[Task requirements]:
A - In the passage on TOEFL vocabulary, what book does the writer recommend for an overview of subject vocabulary?
B - Resume the passage on TOEFL subject vocabulary from the point where it stops.

[Extract provided]:
——

I wrote last week about building up your “core vocabulary” when preparing to take the TOEFL. When studying vocabulary for the TOEFL, you should devote most of your time to mastering the core English vocabulary. Most ESL students can focus only on those words. However, students preparing for the TOEFL must also be familiar with academic, subject-specific vocabulary.
What is “subject-specific” vocabulary? That’s vocabulary related to the academic subjects that are referenced in the listening and reading portions of the test. In those two sections, students are required to read a passage from a university-level textbook, or listen to a university-level lecture. The reading passages and lectures are all on typical university subjects, from both the arts and sciences.
So what are the subjects? For an overview of the subjects you might have to deal with on the TOEFL, I refer to McGraw Hill’s wonderful 400 Must-Have Words for the TOEFL. That’s a book that I highly recommend purchasing. It focuses only on subject vocabulary. It includes NO core vocabulary. If you don’t have the book, here’s the subjects it covers (with sub-categories listed in parenthesis):
- Nature (food crops, disaster, evolution and migration, petroleum alternatives
- Science (time efficiency, ancient life, computers, energy
- Mind and Body (memory, religion, illness, surgery, ghosts)

——

[Dataset]:
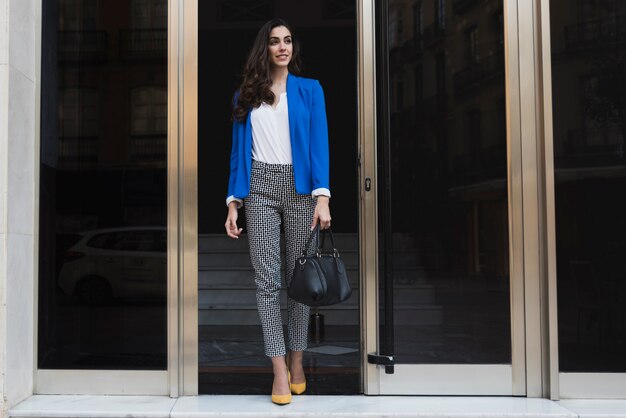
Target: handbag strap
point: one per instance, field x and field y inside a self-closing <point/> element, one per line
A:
<point x="320" y="244"/>
<point x="314" y="232"/>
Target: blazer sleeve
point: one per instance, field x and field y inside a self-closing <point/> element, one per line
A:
<point x="234" y="155"/>
<point x="318" y="141"/>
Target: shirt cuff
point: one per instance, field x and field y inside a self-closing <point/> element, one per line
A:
<point x="322" y="191"/>
<point x="234" y="199"/>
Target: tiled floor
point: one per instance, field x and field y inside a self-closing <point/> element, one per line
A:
<point x="248" y="406"/>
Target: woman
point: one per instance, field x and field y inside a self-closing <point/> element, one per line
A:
<point x="279" y="173"/>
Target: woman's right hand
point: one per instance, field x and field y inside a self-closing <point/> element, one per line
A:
<point x="231" y="221"/>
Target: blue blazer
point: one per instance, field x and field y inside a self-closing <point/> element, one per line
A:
<point x="308" y="130"/>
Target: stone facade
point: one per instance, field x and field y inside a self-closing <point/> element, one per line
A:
<point x="18" y="81"/>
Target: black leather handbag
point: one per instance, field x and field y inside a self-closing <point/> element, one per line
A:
<point x="319" y="279"/>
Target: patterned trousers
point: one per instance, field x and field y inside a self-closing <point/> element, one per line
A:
<point x="273" y="201"/>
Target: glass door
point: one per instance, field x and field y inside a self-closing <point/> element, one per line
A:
<point x="444" y="293"/>
<point x="103" y="213"/>
<point x="588" y="57"/>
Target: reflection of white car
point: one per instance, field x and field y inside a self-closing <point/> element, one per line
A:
<point x="116" y="262"/>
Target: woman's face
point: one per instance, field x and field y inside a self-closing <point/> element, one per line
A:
<point x="280" y="47"/>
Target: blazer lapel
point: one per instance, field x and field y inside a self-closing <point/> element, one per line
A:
<point x="293" y="99"/>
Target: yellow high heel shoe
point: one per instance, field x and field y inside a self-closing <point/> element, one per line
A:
<point x="297" y="388"/>
<point x="283" y="399"/>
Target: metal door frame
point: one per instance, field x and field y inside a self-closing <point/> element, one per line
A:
<point x="527" y="374"/>
<point x="562" y="385"/>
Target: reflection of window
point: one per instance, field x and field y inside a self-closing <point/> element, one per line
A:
<point x="149" y="111"/>
<point x="441" y="75"/>
<point x="440" y="14"/>
<point x="130" y="241"/>
<point x="399" y="93"/>
<point x="472" y="45"/>
<point x="78" y="113"/>
<point x="474" y="131"/>
<point x="149" y="14"/>
<point x="339" y="9"/>
<point x="419" y="85"/>
<point x="78" y="14"/>
<point x="395" y="29"/>
<point x="245" y="10"/>
<point x="498" y="20"/>
<point x="417" y="19"/>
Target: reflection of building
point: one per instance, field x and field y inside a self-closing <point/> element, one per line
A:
<point x="589" y="53"/>
<point x="452" y="127"/>
<point x="100" y="51"/>
<point x="588" y="79"/>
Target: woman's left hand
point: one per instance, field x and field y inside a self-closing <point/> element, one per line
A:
<point x="322" y="213"/>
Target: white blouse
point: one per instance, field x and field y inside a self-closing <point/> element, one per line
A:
<point x="271" y="142"/>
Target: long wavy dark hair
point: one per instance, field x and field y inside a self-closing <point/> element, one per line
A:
<point x="256" y="83"/>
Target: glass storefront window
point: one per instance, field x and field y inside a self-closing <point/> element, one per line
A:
<point x="103" y="213"/>
<point x="589" y="106"/>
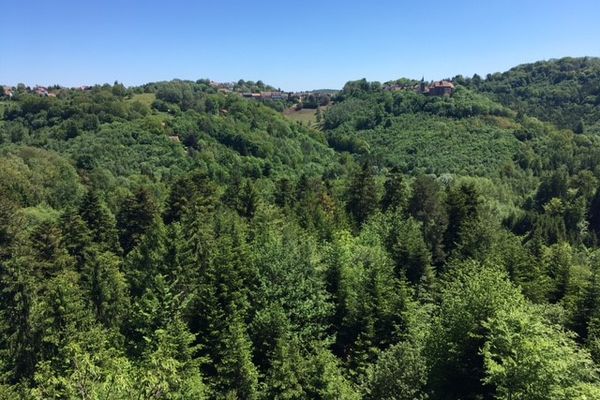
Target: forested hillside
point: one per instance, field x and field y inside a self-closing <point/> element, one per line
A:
<point x="565" y="92"/>
<point x="170" y="241"/>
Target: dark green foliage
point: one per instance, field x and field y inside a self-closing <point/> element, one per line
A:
<point x="362" y="194"/>
<point x="171" y="241"/>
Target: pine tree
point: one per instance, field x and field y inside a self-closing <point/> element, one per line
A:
<point x="362" y="194"/>
<point x="135" y="217"/>
<point x="237" y="377"/>
<point x="99" y="221"/>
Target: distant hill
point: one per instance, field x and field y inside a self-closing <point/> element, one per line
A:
<point x="565" y="92"/>
<point x="467" y="133"/>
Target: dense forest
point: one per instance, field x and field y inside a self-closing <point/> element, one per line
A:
<point x="171" y="241"/>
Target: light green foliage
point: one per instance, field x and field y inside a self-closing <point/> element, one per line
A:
<point x="171" y="241"/>
<point x="527" y="358"/>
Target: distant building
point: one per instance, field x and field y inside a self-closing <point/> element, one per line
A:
<point x="41" y="90"/>
<point x="8" y="91"/>
<point x="441" y="88"/>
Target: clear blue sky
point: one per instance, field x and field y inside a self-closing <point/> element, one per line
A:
<point x="294" y="45"/>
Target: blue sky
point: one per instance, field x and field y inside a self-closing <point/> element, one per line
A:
<point x="290" y="44"/>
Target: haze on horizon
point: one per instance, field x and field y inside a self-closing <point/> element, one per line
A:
<point x="292" y="46"/>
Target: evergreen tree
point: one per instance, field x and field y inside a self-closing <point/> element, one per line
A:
<point x="362" y="194"/>
<point x="136" y="216"/>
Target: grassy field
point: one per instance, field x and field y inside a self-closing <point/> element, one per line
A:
<point x="306" y="116"/>
<point x="144" y="98"/>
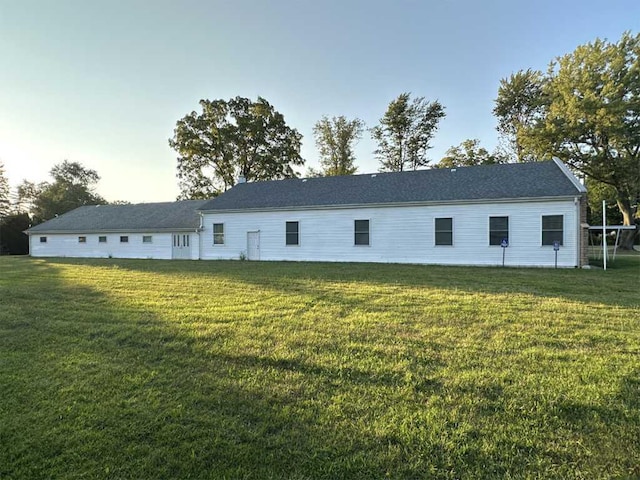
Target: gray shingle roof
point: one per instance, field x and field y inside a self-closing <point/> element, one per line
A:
<point x="491" y="182"/>
<point x="139" y="217"/>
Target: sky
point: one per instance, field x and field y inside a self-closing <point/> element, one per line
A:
<point x="103" y="83"/>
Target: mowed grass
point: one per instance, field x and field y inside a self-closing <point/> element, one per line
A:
<point x="240" y="370"/>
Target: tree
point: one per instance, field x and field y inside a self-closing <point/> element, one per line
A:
<point x="335" y="139"/>
<point x="518" y="105"/>
<point x="12" y="239"/>
<point x="72" y="187"/>
<point x="591" y="118"/>
<point x="470" y="153"/>
<point x="405" y="131"/>
<point x="5" y="202"/>
<point x="229" y="139"/>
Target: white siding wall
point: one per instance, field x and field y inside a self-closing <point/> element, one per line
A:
<point x="67" y="245"/>
<point x="400" y="234"/>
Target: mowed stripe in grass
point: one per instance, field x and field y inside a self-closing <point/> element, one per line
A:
<point x="151" y="369"/>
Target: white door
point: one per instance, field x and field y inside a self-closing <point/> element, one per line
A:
<point x="181" y="246"/>
<point x="253" y="245"/>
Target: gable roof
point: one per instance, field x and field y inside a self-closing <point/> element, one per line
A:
<point x="147" y="217"/>
<point x="487" y="182"/>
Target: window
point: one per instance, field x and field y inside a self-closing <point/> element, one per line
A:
<point x="218" y="233"/>
<point x="361" y="228"/>
<point x="552" y="229"/>
<point x="293" y="237"/>
<point x="498" y="230"/>
<point x="444" y="231"/>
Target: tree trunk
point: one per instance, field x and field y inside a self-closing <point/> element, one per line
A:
<point x="627" y="237"/>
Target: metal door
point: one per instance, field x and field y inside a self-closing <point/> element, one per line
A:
<point x="181" y="246"/>
<point x="253" y="245"/>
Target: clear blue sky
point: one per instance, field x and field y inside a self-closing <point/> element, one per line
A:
<point x="103" y="83"/>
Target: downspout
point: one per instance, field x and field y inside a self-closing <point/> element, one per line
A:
<point x="198" y="230"/>
<point x="578" y="249"/>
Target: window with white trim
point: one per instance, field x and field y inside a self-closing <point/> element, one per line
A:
<point x="361" y="232"/>
<point x="292" y="233"/>
<point x="552" y="229"/>
<point x="498" y="230"/>
<point x="444" y="231"/>
<point x="218" y="233"/>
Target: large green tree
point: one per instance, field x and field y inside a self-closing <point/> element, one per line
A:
<point x="518" y="105"/>
<point x="233" y="138"/>
<point x="405" y="132"/>
<point x="588" y="115"/>
<point x="72" y="187"/>
<point x="470" y="153"/>
<point x="335" y="139"/>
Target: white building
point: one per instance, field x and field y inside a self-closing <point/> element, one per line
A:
<point x="516" y="213"/>
<point x="147" y="230"/>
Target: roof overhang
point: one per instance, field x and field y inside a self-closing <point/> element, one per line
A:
<point x="396" y="204"/>
<point x="112" y="230"/>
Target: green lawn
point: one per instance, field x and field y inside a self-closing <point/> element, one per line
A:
<point x="158" y="369"/>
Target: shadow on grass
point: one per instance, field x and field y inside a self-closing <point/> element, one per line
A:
<point x="617" y="287"/>
<point x="92" y="388"/>
<point x="97" y="388"/>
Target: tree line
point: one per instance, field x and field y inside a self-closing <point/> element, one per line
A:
<point x="71" y="186"/>
<point x="585" y="110"/>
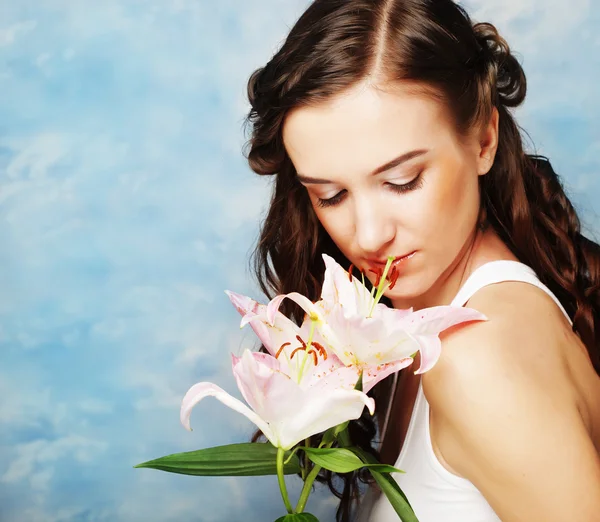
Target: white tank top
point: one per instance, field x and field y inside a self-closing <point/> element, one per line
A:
<point x="436" y="494"/>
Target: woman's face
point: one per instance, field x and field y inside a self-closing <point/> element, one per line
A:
<point x="388" y="176"/>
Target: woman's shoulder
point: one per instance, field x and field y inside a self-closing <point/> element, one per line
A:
<point x="525" y="331"/>
<point x="502" y="398"/>
<point x="526" y="347"/>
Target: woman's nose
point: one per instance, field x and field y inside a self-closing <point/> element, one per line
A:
<point x="374" y="228"/>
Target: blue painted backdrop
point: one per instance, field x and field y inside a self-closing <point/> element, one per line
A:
<point x="126" y="208"/>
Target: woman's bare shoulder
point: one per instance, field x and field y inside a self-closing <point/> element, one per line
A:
<point x="525" y="330"/>
<point x="502" y="398"/>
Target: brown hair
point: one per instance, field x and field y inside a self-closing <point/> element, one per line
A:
<point x="468" y="67"/>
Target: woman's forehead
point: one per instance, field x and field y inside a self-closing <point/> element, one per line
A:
<point x="361" y="130"/>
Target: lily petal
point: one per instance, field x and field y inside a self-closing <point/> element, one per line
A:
<point x="207" y="389"/>
<point x="306" y="304"/>
<point x="320" y="411"/>
<point x="374" y="373"/>
<point x="430" y="348"/>
<point x="432" y="321"/>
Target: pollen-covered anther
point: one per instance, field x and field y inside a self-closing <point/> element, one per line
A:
<point x="315" y="356"/>
<point x="281" y="349"/>
<point x="394" y="277"/>
<point x="321" y="349"/>
<point x="350" y="272"/>
<point x="300" y="348"/>
<point x="378" y="273"/>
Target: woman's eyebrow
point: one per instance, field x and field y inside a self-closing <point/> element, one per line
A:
<point x="387" y="166"/>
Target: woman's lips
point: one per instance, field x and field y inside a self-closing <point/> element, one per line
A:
<point x="380" y="265"/>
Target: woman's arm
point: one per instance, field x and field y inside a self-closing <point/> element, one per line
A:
<point x="507" y="420"/>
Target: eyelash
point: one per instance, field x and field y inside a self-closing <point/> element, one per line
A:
<point x="406" y="187"/>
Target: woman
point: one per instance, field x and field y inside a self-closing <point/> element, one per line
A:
<point x="387" y="126"/>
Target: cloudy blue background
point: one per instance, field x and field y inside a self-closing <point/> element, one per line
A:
<point x="126" y="208"/>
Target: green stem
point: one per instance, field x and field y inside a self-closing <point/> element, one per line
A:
<point x="306" y="461"/>
<point x="281" y="480"/>
<point x="383" y="284"/>
<point x="306" y="489"/>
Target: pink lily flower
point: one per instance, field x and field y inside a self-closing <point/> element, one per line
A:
<point x="368" y="335"/>
<point x="286" y="410"/>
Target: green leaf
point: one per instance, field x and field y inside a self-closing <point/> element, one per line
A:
<point x="246" y="459"/>
<point x="298" y="517"/>
<point x="391" y="489"/>
<point x="342" y="460"/>
<point x="328" y="436"/>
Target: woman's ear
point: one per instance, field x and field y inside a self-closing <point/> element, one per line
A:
<point x="488" y="144"/>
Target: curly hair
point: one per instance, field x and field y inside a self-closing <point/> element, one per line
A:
<point x="469" y="68"/>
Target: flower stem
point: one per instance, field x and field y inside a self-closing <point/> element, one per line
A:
<point x="281" y="479"/>
<point x="306" y="488"/>
<point x="383" y="283"/>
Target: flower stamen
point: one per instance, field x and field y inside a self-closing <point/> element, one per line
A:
<point x="315" y="356"/>
<point x="281" y="349"/>
<point x="378" y="274"/>
<point x="321" y="349"/>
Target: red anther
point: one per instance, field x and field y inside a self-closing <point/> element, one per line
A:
<point x="321" y="350"/>
<point x="281" y="348"/>
<point x="294" y="352"/>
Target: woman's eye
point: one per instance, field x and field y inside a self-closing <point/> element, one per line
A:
<point x="329" y="202"/>
<point x="414" y="184"/>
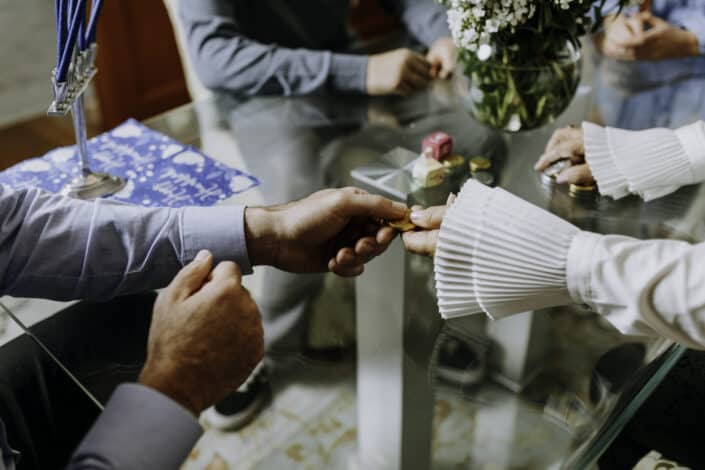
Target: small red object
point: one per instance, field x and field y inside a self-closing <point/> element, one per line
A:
<point x="438" y="145"/>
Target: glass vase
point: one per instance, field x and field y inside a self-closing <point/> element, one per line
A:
<point x="514" y="89"/>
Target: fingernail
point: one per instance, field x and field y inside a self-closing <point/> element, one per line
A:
<point x="202" y="256"/>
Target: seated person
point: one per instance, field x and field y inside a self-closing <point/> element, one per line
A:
<point x="60" y="248"/>
<point x="664" y="29"/>
<point x="295" y="48"/>
<point x="650" y="163"/>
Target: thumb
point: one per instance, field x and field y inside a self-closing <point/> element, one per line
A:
<point x="361" y="204"/>
<point x="192" y="276"/>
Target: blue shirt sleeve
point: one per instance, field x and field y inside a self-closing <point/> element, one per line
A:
<point x="140" y="429"/>
<point x="60" y="248"/>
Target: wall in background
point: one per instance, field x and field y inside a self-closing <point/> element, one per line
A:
<point x="27" y="55"/>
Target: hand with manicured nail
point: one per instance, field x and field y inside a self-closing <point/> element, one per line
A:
<point x="333" y="229"/>
<point x="423" y="242"/>
<point x="567" y="143"/>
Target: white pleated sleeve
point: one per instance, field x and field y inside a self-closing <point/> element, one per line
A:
<point x="500" y="255"/>
<point x="650" y="163"/>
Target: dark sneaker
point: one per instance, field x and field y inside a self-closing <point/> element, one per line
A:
<point x="239" y="408"/>
<point x="461" y="363"/>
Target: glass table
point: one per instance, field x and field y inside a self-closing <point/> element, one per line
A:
<point x="365" y="374"/>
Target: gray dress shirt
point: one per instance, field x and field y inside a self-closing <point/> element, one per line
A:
<point x="60" y="248"/>
<point x="289" y="47"/>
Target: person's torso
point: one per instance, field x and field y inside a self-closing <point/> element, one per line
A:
<point x="320" y="24"/>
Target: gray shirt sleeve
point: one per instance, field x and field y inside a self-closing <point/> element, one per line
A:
<point x="226" y="59"/>
<point x="140" y="429"/>
<point x="60" y="248"/>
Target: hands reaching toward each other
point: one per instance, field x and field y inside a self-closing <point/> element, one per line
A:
<point x="423" y="242"/>
<point x="443" y="55"/>
<point x="567" y="143"/>
<point x="398" y="72"/>
<point x="333" y="229"/>
<point x="647" y="37"/>
<point x="206" y="335"/>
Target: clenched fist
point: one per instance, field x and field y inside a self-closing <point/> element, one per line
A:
<point x="206" y="335"/>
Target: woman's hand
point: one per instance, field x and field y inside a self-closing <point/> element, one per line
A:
<point x="567" y="144"/>
<point x="423" y="242"/>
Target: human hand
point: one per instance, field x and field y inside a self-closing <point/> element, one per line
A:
<point x="647" y="37"/>
<point x="443" y="55"/>
<point x="206" y="335"/>
<point x="567" y="143"/>
<point x="398" y="72"/>
<point x="333" y="229"/>
<point x="423" y="242"/>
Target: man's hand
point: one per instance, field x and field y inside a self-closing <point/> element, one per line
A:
<point x="206" y="335"/>
<point x="424" y="242"/>
<point x="333" y="229"/>
<point x="398" y="72"/>
<point x="647" y="37"/>
<point x="567" y="143"/>
<point x="443" y="55"/>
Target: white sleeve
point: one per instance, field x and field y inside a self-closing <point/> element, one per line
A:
<point x="501" y="255"/>
<point x="650" y="163"/>
<point x="652" y="287"/>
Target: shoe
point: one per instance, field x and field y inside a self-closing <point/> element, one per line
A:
<point x="239" y="408"/>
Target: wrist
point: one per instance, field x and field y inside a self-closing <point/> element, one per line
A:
<point x="261" y="235"/>
<point x="172" y="387"/>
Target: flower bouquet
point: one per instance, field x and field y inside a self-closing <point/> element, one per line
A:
<point x="522" y="56"/>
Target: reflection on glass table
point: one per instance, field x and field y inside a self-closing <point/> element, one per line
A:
<point x="546" y="389"/>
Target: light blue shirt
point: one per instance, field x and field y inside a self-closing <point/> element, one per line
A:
<point x="59" y="248"/>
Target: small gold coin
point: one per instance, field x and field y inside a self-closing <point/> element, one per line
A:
<point x="404" y="224"/>
<point x="480" y="163"/>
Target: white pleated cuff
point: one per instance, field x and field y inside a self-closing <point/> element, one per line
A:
<point x="604" y="169"/>
<point x="651" y="163"/>
<point x="500" y="255"/>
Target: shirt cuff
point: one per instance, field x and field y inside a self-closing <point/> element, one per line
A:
<point x="501" y="255"/>
<point x="348" y="73"/>
<point x="579" y="267"/>
<point x="140" y="429"/>
<point x="650" y="163"/>
<point x="602" y="163"/>
<point x="221" y="230"/>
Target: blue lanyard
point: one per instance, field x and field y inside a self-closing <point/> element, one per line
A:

——

[Answers to the tasks]:
A - McGraw Hill's 400 Must-Have Words for the TOEFL.

B -
- Society (anthropology, social inequality, expertise, military, war and conquest, history)
- Money (financial systems, wealth and social class, personal property, employment, international trade)
- Government and Justice (politics, police, government corruption, the war on drugs)
- Relationships (family relationships, friendships, passion, negative emotions)
- Culture (social rebels, painting and sculpture, the written word, fashion)
If you followed my advice last week you’ve already starting building a deck of “core vocabulary” flashcards. Now you should start adding some words related to the above subjects to your deck. But don’t over-emphasize the above – subject-specific words should make up only ten percent of your deck.
Want to know where to find words to add? You can purchase the textbook I recommended above. Or you can find them using real articles online. I have a two step method to finding good subject-specific words to add to my flashcard deck.
Step one: Locate a related article on Wikipedia. Here’s a good article about anthropology.
Step two: Copy the text of the whole document (omit footnotes) and paste it into the WordCounter frequency tool. Select “200 Words.” Run the tool.
Now you’ll have a list of the words used most frequently in the article (minus very short words). View the list to pick out a dozen words that are unfamiliar to you and add them to your flashcard collection. From the above article, I found:
If you want to find more words, consider adding the text of some of the sub-articles that Wikipedia links to.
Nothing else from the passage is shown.